→ OBJECTIVE: Rewrite every row with "engraving" changed to "carving" and nothing else altered, leaving the pictures out.

→ PROVIDED DATA:
◇ ◇ ◇ ◇ ◇

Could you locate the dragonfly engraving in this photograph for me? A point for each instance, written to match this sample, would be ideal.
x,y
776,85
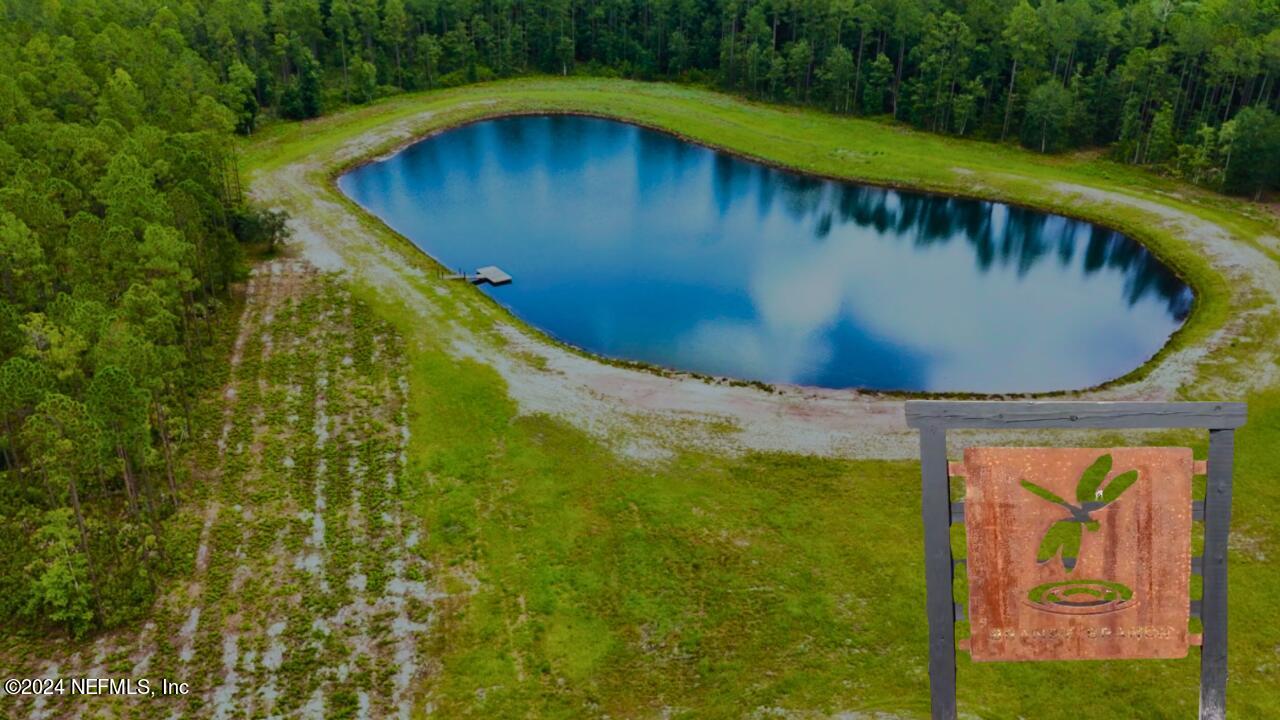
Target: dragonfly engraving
x,y
1064,536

◇ ◇ ◇ ◇ ◇

→ THE RESPONSE:
Could you locate the dragonfly carving in this photograph for me? A point for each instance, written to match this sample, would be ideal.
x,y
776,85
Target: dragonfly carving
x,y
1064,536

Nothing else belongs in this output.